● **PAGE TEXT**:
==*==
[Beignet] [PATCH 10/18] Add vload functions into lib ocl
junyan.he at inbox.com
junyan.he at inbox.com
Tue Aug 12 00:32:21 PDT 2014
From: Junyan He <junyan.he at linux.intel.com>
Signed-off-by: Junyan He <junyan.he at linux.intel.com>
---
backend/src/libocl/Makefile.in | 2 +-
backend/src/libocl/include/ocl_vload.h | 143 ++++++++++++++++++
backend/src/libocl/lib/ocl_vload.cl | 257 +++++++++++++++++++++++++++++++++
3 files changed, 401 insertions(+), 1 deletion(-)
create mode 100644 backend/src/libocl/include/ocl_vload.h
create mode 100644 backend/src/libocl/lib/ocl_vload.cl
diff --git a/backend/src/libocl/Makefile.in b/backend/src/libocl/Makefile.in
index 4467f05..1851575 100644
--- a/backend/src/libocl/Makefile.in
+++ b/backend/src/libocl/Makefile.in
@@ -7,7 +7,7 @@ GENERATED_FILES=ocl_as.cl ocl_convert.cl ocl_common.cl ocl_relational.cl
GENERATED_HEADERS=ocl_defines.h ocl_as.h ocl_convert.h ocl_common.h ocl_relational.h
GENERATED_CL_SRCS=$(addprefix lib/, $(GENERATED_FILES))
==*==
● **WORK TO COMPLETE**: According to the patch summary, how many insertions and deletions does the patch make in total? The records aren't needed for this.

● **MATERIAL SHOWN**:
==*==
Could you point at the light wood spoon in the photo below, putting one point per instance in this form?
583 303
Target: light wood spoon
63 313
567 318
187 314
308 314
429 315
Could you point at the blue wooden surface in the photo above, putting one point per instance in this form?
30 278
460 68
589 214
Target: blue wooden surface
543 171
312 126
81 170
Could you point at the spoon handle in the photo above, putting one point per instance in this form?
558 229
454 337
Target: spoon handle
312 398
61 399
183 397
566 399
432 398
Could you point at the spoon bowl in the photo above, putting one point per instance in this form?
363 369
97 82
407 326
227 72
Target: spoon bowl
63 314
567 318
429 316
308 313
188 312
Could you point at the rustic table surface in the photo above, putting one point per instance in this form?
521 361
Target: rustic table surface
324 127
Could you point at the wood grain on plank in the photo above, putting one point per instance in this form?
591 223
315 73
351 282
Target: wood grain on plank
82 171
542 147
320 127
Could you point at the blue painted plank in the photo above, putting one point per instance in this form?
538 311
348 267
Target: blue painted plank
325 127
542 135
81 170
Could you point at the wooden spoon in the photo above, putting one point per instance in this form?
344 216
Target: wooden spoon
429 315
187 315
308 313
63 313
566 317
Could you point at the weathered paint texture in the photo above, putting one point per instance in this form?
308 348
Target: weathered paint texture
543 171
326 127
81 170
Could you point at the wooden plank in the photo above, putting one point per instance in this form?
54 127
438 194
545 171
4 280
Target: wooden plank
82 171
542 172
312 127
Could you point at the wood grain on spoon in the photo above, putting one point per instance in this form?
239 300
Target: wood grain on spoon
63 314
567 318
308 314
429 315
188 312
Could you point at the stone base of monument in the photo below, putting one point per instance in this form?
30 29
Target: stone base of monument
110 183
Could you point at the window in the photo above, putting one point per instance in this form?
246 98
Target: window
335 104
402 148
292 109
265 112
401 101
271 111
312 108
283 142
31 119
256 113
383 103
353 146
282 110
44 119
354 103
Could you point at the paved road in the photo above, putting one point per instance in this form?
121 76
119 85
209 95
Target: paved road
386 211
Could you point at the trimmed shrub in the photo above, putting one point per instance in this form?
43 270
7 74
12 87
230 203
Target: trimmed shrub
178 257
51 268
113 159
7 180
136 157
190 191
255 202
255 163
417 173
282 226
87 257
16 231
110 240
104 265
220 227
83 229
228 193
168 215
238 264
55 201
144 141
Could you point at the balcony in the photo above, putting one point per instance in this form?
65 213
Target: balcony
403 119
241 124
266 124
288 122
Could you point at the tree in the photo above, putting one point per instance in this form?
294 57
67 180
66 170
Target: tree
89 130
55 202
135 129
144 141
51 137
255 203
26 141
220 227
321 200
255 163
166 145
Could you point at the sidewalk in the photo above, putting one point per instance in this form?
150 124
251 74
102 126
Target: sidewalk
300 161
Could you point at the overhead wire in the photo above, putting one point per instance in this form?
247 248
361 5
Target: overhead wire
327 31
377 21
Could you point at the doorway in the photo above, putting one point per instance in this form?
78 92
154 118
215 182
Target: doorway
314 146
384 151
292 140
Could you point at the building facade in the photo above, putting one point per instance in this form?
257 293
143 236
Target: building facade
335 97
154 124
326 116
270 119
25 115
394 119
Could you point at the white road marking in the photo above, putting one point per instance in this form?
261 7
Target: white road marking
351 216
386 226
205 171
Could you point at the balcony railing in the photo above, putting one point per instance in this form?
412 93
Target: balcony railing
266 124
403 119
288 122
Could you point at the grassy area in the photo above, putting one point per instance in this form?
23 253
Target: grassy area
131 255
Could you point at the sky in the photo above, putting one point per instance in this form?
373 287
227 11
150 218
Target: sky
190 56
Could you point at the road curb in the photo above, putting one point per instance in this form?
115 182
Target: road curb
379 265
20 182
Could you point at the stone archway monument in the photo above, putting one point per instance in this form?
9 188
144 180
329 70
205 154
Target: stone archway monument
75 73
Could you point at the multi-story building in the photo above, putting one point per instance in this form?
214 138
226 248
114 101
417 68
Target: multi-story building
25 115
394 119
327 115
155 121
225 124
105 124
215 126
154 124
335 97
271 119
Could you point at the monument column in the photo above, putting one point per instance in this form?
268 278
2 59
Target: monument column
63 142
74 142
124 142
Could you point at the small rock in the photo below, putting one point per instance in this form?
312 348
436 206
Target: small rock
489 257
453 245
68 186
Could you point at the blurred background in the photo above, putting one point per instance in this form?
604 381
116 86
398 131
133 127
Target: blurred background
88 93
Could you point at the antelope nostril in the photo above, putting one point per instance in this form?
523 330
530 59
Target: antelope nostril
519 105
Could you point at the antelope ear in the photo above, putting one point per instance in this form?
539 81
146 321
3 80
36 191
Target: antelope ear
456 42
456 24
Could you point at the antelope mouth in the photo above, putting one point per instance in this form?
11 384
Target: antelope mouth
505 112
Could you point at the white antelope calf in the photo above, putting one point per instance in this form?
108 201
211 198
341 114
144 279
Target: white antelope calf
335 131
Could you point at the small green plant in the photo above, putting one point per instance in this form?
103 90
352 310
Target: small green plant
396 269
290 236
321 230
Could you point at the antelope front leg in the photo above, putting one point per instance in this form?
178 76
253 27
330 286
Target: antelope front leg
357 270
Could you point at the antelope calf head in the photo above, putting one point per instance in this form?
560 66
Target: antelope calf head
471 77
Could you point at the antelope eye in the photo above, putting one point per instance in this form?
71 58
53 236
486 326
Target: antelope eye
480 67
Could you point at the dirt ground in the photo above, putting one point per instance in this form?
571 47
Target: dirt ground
==*==
● **EXERCISE RESULT**: 401 insertions and 1 deletion.